● TASK BRIEF: Go line by line through the records and tally those that include "then". Respond with the tally only.

● INPUT DATA:
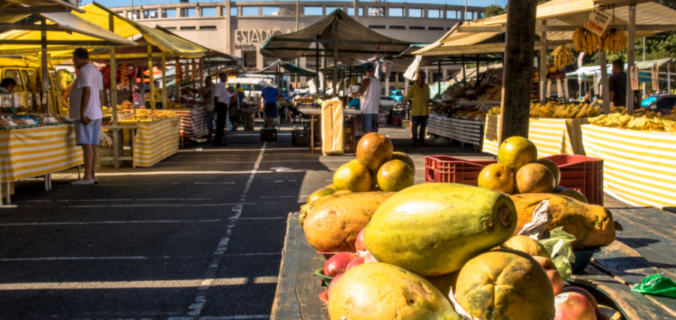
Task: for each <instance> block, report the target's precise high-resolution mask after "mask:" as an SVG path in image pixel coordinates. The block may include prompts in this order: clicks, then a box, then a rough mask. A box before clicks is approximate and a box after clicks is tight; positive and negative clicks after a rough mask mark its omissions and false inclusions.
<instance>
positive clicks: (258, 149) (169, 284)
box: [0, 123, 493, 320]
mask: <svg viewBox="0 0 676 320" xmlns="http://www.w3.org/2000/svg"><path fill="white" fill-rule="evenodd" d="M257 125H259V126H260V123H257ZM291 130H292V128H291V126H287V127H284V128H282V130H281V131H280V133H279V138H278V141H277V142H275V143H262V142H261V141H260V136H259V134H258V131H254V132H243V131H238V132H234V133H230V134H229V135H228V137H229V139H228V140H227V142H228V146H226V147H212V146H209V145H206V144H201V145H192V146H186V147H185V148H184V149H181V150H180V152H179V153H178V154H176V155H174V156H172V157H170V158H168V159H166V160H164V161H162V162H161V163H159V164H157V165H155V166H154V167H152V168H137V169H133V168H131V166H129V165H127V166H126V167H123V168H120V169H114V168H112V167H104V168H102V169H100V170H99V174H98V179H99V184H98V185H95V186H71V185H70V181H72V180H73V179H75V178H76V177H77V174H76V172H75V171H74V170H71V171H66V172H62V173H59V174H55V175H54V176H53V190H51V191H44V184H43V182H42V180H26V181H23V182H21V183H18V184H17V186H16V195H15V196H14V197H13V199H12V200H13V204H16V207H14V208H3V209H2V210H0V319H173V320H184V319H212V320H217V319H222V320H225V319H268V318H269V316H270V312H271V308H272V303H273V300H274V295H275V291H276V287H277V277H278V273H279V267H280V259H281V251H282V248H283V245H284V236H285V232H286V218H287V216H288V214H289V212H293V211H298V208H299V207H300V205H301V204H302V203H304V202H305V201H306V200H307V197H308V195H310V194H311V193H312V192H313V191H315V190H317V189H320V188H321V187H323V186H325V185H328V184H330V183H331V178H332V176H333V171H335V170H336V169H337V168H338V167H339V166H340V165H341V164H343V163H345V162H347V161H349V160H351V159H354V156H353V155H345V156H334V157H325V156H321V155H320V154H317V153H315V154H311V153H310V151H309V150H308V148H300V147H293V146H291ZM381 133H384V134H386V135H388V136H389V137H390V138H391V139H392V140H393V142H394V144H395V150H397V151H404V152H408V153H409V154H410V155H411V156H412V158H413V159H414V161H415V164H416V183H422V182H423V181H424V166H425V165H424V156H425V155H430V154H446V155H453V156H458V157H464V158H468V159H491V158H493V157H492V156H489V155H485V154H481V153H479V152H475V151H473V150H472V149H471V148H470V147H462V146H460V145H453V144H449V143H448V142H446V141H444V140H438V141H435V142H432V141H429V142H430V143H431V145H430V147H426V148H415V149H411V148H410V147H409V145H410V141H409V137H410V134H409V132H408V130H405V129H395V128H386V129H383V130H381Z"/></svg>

* * *

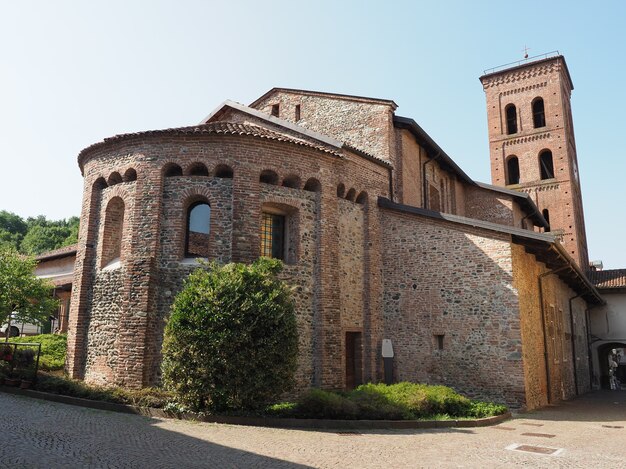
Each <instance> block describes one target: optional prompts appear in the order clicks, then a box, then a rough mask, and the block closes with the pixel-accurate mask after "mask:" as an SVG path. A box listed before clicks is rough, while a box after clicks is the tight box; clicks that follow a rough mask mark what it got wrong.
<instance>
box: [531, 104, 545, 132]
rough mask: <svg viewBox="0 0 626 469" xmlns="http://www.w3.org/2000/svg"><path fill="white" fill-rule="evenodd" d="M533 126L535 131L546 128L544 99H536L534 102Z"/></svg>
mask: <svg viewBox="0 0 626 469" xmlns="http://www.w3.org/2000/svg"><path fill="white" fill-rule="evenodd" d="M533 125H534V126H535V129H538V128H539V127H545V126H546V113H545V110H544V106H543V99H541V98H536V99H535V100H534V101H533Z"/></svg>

● EXPECTED ANSWER: 2